» **WHAT TO PRODUCE**:
Answer these questions from the article on the robotic coronary system below.
(a) Which company makes the robotic system?
(b) How narrow can the heart's blood vessels be?
(c) What had gone wrong with the dye during the writer's CAT scan?

This week the FDA gave their blessing to the first robotic system to drive wires, catheters, balloons and stents from groin incisions all the way up to coronary arteries. This procedure called PCI, percutaneous coronary interventions (better known as angioplasty), restores blood flow to patients with coronary artery disease.
Cardiologists were delighted with the announcement. Up till now they had been weighed down by heavy lead aprons and vests to guard against fluoroscope exposure to radiation during the x-rayed procedure. With this new robotic system by Corindus Vascular Robotics, however, doctors were now transported to the safety of lead-lined cockpits where they could comfortably control PCI devices using touch-screens and joysticks.
This was obviously advantageous for doctors. But I wondered about the patients. None were shown in any of the promo diagrams, photos or videos going through the actual procedure. What I specifically wondered was, with the doctor now holed up in his insulated cockpit, who if anyone was left standing beside the patient. Once cardiologists were allowed to leave the patients side for their own safety, it’s hard to imagine nurses wouldn’t receive the same benefit. So if no one was left standing there, who was going to jump in if something went wrong?
That “something” could be a problem with the dye the doctor injects into the coronary arteries to pinpoint narrow openings. This dye problem actually popped in up in my own case during a CAT Scan. A nurse inserted an IV into my arm, then high-tailed it out of the x-ray room for the lead-lined safety of a control booth. From there, she started the contrast dye flowing into my vein. Immediately my arm burned with a disturbing red-hot sensation. It took me a few moments to process this (was it normal? Was I supposed to feel this intense pressure?) But as the burning pressure increased and turned into pain, I called out, “I think something’s wrong with the dye here.” The nurse brushed off my alarm with, “The pressure will ease off in a second.” But it didn’t and I yelled out again that she needed to look at it. Bristling with annoyance (medical personnel do NOT like patient interruptions during test procedures), she left her sealed-in booth and examined my arm, which had suddenly taken on the shape of a football. It turned out the dye had infiltrated. Instead of being injected into my vein, her needle had missed and the dye had flowed into surrounding tissue.
And with this new robotic system, no human was doing the injecting. A robot was.
Another possible problem could involve the tiny size of the heart blood vessels which can be only 3 to 4 millimeters in diameter — pretty narrow for catheters and wires and stents to pass through. As a doctor himself said on a Corindus video, the veins they were dealing with were so small that any small mistake could quickly lead to a bigger problem. And if one of those “bigger problems” suddenly occurred and surgical intervention was necessary, how fast could the doctor (and additional necessary personnel) get to the patient?
Perhaps these were merely worrywart concerns. Perhaps not. We don’t have long to wait to know. From the looks of the successful trials and the enthusiastic acceptance of physicians, these coronary robots will soon be starring front and center in operating rooms near you.

(Referring expression data)
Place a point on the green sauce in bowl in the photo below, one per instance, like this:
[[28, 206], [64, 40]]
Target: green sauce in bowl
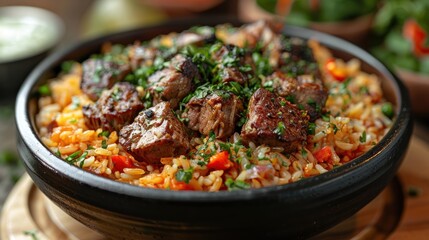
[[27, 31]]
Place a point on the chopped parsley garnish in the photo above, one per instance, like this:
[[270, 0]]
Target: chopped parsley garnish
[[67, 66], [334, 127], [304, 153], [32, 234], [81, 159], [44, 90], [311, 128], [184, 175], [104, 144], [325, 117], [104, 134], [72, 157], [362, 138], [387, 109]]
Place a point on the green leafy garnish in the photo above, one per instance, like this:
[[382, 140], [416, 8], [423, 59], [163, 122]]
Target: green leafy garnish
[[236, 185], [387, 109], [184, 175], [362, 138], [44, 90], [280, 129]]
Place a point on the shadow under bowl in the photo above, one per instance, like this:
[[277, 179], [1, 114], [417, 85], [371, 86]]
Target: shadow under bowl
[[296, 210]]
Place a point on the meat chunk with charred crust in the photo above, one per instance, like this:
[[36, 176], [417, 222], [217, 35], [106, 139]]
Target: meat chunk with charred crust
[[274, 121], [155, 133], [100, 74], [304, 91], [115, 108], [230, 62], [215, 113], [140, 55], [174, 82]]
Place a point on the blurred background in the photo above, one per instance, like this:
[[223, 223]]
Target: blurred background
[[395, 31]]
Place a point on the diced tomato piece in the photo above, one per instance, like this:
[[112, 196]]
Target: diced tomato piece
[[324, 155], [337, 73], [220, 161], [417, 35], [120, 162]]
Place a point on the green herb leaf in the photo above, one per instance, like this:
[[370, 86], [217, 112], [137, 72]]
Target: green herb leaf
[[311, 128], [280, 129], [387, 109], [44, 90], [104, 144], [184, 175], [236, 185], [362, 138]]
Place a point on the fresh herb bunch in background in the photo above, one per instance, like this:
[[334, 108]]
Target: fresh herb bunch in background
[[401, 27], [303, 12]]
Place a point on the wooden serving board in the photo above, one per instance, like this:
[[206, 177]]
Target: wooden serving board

» **TASK ANSWER**:
(a) Corindus Vascular Robotics.
(b) They can be only 3 to 4 millimeters in diameter.
(c) The dye had infiltrated. The needle missed the vein, so the dye flowed into the surrounding tissue.